===== Stored records =====

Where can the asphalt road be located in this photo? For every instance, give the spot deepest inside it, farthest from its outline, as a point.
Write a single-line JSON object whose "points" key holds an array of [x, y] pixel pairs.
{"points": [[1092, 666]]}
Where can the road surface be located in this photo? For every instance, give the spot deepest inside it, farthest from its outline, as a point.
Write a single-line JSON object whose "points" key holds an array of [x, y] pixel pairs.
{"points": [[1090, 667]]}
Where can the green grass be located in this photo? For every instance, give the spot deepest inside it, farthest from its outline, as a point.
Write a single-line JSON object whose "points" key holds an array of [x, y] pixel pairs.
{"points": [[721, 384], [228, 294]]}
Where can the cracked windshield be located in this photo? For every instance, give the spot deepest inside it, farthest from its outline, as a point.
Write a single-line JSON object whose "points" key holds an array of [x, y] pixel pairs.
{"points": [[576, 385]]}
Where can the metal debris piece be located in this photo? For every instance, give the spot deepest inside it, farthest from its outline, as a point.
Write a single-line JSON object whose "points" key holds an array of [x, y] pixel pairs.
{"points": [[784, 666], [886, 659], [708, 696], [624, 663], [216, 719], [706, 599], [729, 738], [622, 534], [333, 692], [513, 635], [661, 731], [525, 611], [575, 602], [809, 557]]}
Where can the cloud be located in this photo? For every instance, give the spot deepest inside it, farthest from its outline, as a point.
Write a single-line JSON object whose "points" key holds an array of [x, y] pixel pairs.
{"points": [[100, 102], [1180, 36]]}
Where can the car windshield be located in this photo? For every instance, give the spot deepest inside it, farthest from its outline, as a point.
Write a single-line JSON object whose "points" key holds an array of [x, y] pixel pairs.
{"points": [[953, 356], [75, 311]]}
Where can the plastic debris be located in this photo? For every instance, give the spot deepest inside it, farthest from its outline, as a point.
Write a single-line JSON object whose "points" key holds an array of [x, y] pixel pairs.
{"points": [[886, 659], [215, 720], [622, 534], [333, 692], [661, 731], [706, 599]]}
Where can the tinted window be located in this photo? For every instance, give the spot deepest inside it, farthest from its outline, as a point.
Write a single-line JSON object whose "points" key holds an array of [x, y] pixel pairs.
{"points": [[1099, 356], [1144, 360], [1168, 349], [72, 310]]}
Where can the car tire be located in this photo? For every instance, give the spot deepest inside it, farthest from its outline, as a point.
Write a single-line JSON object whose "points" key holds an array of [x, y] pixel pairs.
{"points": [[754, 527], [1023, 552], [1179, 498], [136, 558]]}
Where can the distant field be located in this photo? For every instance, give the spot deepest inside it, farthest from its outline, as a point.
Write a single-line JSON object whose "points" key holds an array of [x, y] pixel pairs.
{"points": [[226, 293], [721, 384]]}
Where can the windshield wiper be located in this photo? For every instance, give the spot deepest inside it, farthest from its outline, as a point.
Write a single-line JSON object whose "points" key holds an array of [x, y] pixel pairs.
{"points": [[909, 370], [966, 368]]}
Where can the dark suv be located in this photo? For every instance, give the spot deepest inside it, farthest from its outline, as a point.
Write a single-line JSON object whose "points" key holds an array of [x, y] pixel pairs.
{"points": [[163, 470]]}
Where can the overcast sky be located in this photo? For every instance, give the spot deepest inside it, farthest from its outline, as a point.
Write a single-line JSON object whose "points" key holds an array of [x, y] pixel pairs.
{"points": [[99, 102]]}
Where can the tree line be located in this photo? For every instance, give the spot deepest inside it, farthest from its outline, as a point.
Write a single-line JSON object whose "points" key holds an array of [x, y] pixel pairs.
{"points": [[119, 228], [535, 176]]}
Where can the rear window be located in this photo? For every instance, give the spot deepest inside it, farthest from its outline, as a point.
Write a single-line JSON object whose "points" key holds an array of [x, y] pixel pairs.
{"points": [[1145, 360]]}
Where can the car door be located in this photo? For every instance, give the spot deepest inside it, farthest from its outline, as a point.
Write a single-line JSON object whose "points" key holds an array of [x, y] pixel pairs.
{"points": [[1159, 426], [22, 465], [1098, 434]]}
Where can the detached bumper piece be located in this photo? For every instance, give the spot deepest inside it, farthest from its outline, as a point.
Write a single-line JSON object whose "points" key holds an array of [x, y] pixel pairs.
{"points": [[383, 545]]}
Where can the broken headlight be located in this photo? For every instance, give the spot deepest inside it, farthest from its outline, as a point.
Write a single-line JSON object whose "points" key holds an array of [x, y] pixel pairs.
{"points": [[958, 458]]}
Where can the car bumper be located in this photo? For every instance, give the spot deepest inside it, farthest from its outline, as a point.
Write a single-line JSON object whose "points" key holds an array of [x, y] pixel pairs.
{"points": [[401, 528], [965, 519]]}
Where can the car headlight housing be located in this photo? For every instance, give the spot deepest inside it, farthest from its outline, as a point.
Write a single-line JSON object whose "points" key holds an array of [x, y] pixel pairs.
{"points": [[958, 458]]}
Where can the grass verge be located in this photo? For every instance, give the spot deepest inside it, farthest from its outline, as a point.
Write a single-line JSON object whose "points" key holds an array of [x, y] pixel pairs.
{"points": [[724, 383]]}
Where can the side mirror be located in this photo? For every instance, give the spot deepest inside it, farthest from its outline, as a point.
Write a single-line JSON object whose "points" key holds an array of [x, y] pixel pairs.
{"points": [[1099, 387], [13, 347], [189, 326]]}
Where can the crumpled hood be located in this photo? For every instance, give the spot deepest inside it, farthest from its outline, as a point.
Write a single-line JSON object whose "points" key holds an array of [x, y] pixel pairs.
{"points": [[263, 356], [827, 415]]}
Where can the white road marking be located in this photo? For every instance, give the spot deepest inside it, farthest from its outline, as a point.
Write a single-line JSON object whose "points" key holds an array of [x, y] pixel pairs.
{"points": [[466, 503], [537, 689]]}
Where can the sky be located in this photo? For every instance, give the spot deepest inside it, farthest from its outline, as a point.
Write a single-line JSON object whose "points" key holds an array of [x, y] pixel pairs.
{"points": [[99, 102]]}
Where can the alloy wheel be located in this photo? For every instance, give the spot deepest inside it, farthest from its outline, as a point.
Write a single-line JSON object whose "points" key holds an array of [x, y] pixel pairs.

=====

-- Your objective --
Nothing should be left out: repeat all of the data exactly.

-- Solution to the problem --
Where can the asphalt road be located in this photo? For every instance, give the spot deepest inside it, farthest from its outline, as a point.
Write a single-line JSON object whose "points" key holds an array of [x, y] pixel pairs.
{"points": [[1092, 666]]}
Where can the road surface be located in this photo? For every instance, give the spot deepest inside it, farthest from its outline, as a point.
Write a single-line JSON object whose "points" key holds an array of [x, y] pixel pairs.
{"points": [[1090, 667]]}
Where can the green grass be located in this photo? For every instance, give the spot deepest inside it, farthest from its outline, as a point.
Write a single-line JSON object whose "points" key holds an array of [x, y] pixel pairs.
{"points": [[721, 384], [228, 294]]}
Where can the cracked windshield be located in this photo? For every instance, give the spot deepest inside it, farthest from its outline, as a point.
Write a single-line JSON object whose "points" key holds an array of [x, y] pixel pairs.
{"points": [[576, 385]]}
Where can the metal debris piece be located in this photo? For every instance, give the spot deepest inside it, farthest from its outline, as a point.
Write a single-line JSON object whose "points" key holds an array of [x, y] pixel pairs.
{"points": [[784, 666], [886, 659], [708, 696], [624, 663], [216, 719], [706, 599], [729, 738], [622, 534], [333, 692], [513, 635], [661, 731], [525, 611], [575, 602], [809, 557]]}
Where can the cloud be located in this photo? For every instance, give the spot deepest inside it, farthest from its outline, as a point.
Write a single-line JSON object whose "points" key holds an array of [x, y] pixel pairs.
{"points": [[100, 102], [1180, 36]]}
Where can the car windshield be located in this photo? For every instance, give the spot deepest inside it, farthest from its outline, as a point.
Write a single-line JSON object whose "points" key holds an array of [x, y] pixel pairs.
{"points": [[953, 356], [75, 311]]}
Where can the plastic debris be located in this photo? For every instance, give the spot deepest inside it, farthest from its outline, as a point.
Write a single-line JSON object whose "points" key holds an array of [x, y] pixel pairs.
{"points": [[886, 659], [215, 720], [622, 534], [333, 692], [661, 731], [706, 599]]}
Where can the tinted window be located in this photo? For every instance, give the spot deepest inside it, farthest from its outline, as a point.
Write a single-line JSON object whose "points" key holds an array of [x, y] pixel pairs.
{"points": [[1099, 356], [1144, 360], [1168, 349], [72, 310]]}
Where can the car tire be located in this photo? For every instance, give the spot deepest inside it, farthest from its outline, as a point.
Write a single-line JSON object whose "points" key holds an array of [x, y] pixel pairs.
{"points": [[754, 527], [1023, 552], [1179, 498], [136, 558]]}
Where can the distant field be located in this photo? For every instance, give the spot deepest inside it, farthest from its outline, as a point.
Write a single-line JSON object whose "points" key holds an array of [x, y] pixel pairs.
{"points": [[226, 293], [721, 384]]}
Where can the windshield wiper be located in this photo? For every instance, give the spot deepest inside it, farthest from its outline, as a point.
Write a single-line JSON object whose "points" key holds an array of [x, y] pixel pairs.
{"points": [[909, 370], [966, 368]]}
Where can the dark suv be located in this photo? For every instance, give the spot deepest inside it, farthest from its outline, as a point.
Write a single-line JSON object whose "points" key holds an array of [x, y] pixel pairs.
{"points": [[163, 470]]}
Where can the overcast sky be located in this photo? For every instance, give the spot deepest inside it, farthest from its outline, as a point.
Write a single-line JSON object whose "points" key holds an array of [x, y] pixel pairs.
{"points": [[99, 102]]}
Where can the tree line be located in this photo? For every instance, give the spot deepest inside it, farthest from its outline, as a point.
Write a single-line JSON object whose "points" key holds an array of [x, y] pixel pairs.
{"points": [[119, 228], [535, 176]]}
Where can the rear window be located in this photo? For every instance, give the spot deepest inside it, farthest from its outline, as a point.
Write a single-line JSON object whose "points" key holds an array of [x, y] pixel pairs.
{"points": [[1145, 360]]}
Where can the car door be located in this photo? For every instance, give the spot deepest inside it, farthest from its outline, as a point.
Write a single-line JSON object whose "points" key holds an array of [x, y] pixel pairs.
{"points": [[1159, 426], [22, 465], [1098, 434]]}
Where can the detached bumper piece be located in this photo? For every instance, give the spot deepest inside it, farthest from its outline, as a point.
Write a single-line JSON object whose "points" key holds an array of [x, y] pixel pairs.
{"points": [[383, 545]]}
Where can the broken headlight be located in this photo? For every instance, give the spot deepest inside it, farthest from its outline, as a point.
Write a single-line JSON object whose "points" key holds an array of [x, y] pixel pairs.
{"points": [[958, 458]]}
Where can the car bumper be located in this photo? For every instance, give the spot deepest inside it, farthest from its outline, as a point.
Write a single-line JSON object whose "points" key holds an array of [x, y] pixel pairs.
{"points": [[401, 528], [965, 519]]}
Where can the car headlight housing be located in this photo? For every instance, give the spot deepest inside it, farthest from its outline, as a point.
Write a single-line JSON object whose "points" key holds an array of [x, y] pixel pairs.
{"points": [[958, 458]]}
Where can the grass verge be located in this photo? For every instance, give the spot deepest inside it, farthest from its outline, as a point.
Write a single-line JSON object whose "points" key holds an array of [x, y] pixel pairs.
{"points": [[724, 383]]}
Where can the side mirror be located in this photo? For every instance, give the spot deepest inside it, farthest from its outline, as a point.
Write a single-line JSON object whose "points" key holds an array of [x, y] pixel pairs.
{"points": [[1099, 387], [13, 347], [189, 326]]}
Where can the crumpled hood be located in this photo? For every instance, give the spot deepest inside it, farthest from its outline, as a point.
Write a single-line JSON object whose "points" key holds an array of [x, y] pixel pairs.
{"points": [[263, 356], [827, 415]]}
Where can the white road marking be located in this photo? For every instance, give the spot deepest inside it, farthest from its outline, as a point.
Write a single-line JSON object whose "points" key holds an array of [x, y] pixel pairs.
{"points": [[466, 503], [537, 689]]}
Where can the sky be located in this photo? For every instance, give the spot deepest inside it, farthest from its outline, as a point.
Write a single-line JSON object whose "points" key holds an array of [x, y] pixel pairs.
{"points": [[99, 102]]}
Where can the alloy wheel be located in this photo? For every instance, give the spot deepest inside it, farthest from its outline, as a point.
Write a single-line JSON object whose "points" key holds an array of [x, y] pixel pairs.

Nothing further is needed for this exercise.